[Aim]
Copy the rows starting at the one containing "of the rocking" and ending at the one containing "[(438, 287), (432, 261), (430, 301)]", but swap "armrest" for "arm" and leave everything else untouched.

[Material supplied]

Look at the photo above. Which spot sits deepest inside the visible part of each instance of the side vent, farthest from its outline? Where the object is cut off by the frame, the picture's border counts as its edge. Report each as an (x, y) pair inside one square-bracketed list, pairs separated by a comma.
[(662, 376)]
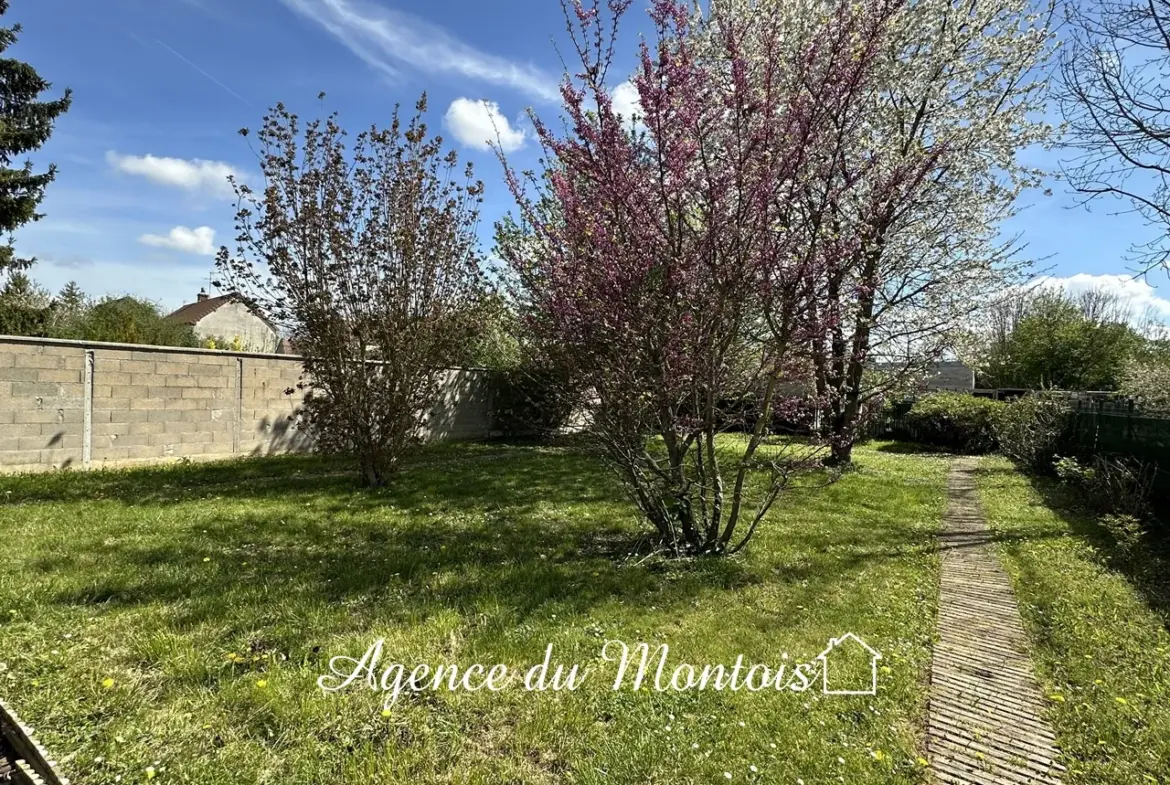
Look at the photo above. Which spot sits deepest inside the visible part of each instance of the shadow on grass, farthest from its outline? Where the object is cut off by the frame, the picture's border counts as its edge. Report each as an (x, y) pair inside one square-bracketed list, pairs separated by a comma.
[(493, 531), (910, 448), (1146, 566), (487, 527)]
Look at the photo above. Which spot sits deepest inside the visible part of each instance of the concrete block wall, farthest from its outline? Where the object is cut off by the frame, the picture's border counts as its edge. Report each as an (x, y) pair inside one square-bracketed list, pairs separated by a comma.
[(85, 405)]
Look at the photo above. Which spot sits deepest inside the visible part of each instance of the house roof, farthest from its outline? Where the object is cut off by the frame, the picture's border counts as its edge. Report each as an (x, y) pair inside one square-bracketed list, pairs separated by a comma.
[(192, 312)]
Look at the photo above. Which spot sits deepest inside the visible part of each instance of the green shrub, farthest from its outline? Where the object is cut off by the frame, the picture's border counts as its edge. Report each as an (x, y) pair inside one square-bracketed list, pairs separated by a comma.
[(1120, 487), (530, 401), (1030, 431), (957, 421)]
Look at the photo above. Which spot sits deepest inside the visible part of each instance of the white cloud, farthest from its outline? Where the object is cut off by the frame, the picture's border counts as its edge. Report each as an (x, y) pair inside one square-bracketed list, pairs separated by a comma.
[(200, 241), (1135, 293), (479, 124), (626, 102), (194, 174), (384, 36)]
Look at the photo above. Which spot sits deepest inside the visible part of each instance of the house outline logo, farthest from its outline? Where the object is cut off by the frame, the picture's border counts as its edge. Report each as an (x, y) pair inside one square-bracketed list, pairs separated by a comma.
[(874, 655)]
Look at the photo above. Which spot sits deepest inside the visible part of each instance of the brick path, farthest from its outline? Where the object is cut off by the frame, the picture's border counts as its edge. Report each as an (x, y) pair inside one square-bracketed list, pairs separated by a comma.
[(985, 723)]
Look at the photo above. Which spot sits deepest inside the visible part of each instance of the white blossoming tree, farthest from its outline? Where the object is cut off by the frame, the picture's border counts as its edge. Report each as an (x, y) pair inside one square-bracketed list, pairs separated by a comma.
[(928, 170)]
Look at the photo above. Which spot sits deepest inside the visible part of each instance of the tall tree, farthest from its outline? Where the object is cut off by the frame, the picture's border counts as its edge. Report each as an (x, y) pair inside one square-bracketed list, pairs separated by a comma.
[(1115, 100), (653, 257), (367, 257), (927, 171), (26, 123)]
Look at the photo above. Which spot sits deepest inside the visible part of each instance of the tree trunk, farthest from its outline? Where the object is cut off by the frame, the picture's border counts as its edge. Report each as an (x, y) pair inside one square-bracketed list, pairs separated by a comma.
[(372, 476)]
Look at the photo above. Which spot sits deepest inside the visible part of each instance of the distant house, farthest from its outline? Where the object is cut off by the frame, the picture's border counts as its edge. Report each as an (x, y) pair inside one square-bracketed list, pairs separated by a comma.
[(229, 322), (949, 374)]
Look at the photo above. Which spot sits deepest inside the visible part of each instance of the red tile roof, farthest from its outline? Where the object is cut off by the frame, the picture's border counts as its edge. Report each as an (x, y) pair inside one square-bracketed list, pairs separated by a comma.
[(192, 312)]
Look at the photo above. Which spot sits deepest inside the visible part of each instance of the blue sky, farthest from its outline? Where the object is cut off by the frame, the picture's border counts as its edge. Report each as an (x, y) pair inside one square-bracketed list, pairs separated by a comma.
[(163, 85)]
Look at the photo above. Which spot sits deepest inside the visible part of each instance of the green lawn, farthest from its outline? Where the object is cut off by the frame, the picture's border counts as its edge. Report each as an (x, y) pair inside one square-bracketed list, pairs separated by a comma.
[(1099, 628), (171, 624)]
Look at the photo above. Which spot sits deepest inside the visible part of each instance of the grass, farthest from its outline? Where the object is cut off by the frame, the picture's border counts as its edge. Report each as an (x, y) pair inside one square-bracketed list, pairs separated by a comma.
[(171, 624), (1098, 618)]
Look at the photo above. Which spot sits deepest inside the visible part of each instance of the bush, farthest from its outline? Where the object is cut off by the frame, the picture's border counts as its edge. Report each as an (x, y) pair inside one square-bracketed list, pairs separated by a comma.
[(1120, 487), (1031, 429), (957, 421)]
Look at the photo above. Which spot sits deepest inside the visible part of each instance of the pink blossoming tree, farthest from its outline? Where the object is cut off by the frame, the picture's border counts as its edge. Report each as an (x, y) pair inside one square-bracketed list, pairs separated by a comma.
[(670, 260)]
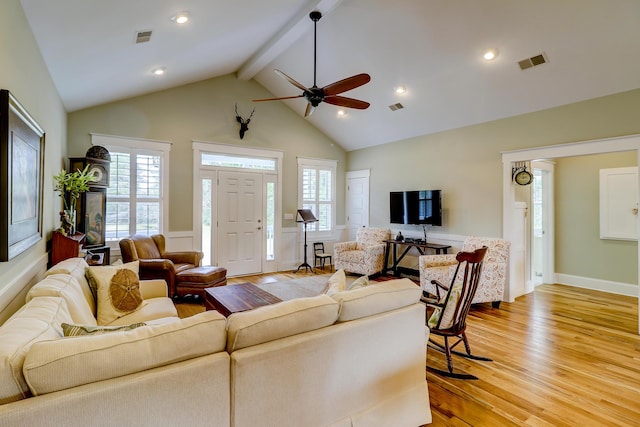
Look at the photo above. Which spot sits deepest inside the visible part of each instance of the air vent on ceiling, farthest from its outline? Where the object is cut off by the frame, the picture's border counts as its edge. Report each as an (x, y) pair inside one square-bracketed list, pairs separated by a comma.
[(533, 61), (143, 36)]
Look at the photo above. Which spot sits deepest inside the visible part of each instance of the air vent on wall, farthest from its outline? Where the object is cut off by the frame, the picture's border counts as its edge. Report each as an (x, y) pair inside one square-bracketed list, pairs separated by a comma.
[(143, 36), (533, 61)]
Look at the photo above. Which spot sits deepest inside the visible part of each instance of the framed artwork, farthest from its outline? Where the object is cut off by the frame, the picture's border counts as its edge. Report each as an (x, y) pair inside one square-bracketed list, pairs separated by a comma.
[(92, 217), (21, 178)]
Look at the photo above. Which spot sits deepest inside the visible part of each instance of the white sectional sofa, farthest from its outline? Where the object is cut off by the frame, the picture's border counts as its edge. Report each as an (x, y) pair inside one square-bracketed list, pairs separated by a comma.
[(356, 358)]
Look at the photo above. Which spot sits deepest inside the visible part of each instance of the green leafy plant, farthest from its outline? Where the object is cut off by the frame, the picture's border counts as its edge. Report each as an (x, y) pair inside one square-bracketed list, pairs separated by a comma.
[(71, 185)]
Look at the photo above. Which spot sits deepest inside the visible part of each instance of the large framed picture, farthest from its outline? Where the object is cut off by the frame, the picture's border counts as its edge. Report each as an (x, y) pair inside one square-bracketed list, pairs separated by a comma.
[(21, 178), (92, 216)]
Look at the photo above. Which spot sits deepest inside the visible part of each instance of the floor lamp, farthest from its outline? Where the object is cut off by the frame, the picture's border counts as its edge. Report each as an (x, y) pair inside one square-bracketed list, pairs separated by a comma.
[(305, 216)]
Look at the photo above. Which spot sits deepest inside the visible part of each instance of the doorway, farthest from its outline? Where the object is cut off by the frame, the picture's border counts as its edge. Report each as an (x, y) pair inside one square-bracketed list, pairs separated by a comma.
[(542, 225), (238, 192), (626, 143)]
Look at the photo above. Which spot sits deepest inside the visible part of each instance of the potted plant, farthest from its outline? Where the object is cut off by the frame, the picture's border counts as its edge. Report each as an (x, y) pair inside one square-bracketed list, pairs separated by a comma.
[(71, 185)]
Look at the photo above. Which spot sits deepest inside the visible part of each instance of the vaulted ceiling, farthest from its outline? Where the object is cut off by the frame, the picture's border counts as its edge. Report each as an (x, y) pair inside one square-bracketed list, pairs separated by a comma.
[(431, 47)]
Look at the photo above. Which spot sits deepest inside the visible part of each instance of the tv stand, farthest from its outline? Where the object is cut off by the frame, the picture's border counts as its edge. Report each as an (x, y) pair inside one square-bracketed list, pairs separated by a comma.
[(408, 244)]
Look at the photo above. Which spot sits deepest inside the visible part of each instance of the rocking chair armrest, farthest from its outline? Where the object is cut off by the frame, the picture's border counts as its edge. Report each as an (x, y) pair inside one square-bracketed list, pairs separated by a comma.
[(438, 287), (432, 261), (430, 301)]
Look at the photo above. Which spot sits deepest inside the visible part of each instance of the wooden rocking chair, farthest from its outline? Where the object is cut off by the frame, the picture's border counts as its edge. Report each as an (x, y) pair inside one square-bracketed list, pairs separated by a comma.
[(449, 313)]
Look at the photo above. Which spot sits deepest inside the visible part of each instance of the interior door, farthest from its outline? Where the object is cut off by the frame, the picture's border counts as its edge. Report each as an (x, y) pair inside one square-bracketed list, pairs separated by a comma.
[(357, 201), (240, 225), (541, 224)]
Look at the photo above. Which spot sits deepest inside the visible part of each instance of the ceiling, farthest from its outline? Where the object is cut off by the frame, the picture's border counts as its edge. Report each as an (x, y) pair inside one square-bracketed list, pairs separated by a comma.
[(432, 47)]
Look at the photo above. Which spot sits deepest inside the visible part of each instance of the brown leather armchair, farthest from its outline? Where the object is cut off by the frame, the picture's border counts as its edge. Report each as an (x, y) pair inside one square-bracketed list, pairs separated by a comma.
[(155, 261)]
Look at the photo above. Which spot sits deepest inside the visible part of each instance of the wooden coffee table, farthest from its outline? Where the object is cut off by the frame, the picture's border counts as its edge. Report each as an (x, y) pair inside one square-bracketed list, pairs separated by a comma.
[(235, 298)]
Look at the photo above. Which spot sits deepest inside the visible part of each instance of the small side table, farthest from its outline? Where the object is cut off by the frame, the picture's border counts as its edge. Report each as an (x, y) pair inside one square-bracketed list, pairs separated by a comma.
[(98, 255)]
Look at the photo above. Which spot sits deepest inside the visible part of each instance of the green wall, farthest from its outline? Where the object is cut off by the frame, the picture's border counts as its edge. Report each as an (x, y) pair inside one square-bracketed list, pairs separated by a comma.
[(24, 73), (204, 111), (466, 164), (579, 249)]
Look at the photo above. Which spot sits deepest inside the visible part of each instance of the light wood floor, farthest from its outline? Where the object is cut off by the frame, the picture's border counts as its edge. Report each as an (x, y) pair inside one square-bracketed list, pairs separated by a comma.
[(562, 356)]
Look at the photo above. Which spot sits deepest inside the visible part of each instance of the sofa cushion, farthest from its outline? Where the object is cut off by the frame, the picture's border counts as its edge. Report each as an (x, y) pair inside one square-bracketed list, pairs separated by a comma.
[(77, 330), (152, 309), (280, 320), (77, 267), (118, 291), (91, 358), (67, 287), (376, 298), (336, 283), (360, 282), (38, 320)]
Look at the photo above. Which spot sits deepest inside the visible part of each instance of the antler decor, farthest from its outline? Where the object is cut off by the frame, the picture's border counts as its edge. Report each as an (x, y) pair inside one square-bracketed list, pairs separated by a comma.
[(244, 124)]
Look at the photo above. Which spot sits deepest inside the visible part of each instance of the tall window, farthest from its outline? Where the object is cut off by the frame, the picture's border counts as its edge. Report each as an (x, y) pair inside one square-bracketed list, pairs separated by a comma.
[(317, 191), (136, 193)]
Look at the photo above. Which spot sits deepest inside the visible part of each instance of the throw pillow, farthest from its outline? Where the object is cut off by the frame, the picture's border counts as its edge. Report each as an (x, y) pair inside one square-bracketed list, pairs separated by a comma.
[(118, 291), (337, 282), (360, 282), (450, 308), (77, 330)]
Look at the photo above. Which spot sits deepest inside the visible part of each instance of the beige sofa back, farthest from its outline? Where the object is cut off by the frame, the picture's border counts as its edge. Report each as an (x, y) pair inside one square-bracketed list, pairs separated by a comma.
[(367, 370)]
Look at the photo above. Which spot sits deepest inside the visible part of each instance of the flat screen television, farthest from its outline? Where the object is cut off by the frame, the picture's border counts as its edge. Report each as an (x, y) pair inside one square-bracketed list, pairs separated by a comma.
[(416, 207)]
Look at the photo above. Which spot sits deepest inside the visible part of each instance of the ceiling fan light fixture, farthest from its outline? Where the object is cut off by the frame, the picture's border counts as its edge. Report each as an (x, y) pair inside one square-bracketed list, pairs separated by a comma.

[The completed task]
Look at the photo above. Which spot sits deepest inside the visible part of each instance of the rocking chair arm, farthest from its outline? Where the object is cut off by the frame, the picture's border counts as its edge. Report each as an (x, y) pair inside one square-bracketed list, pairs separated by a comma.
[(438, 287), (432, 261), (430, 301)]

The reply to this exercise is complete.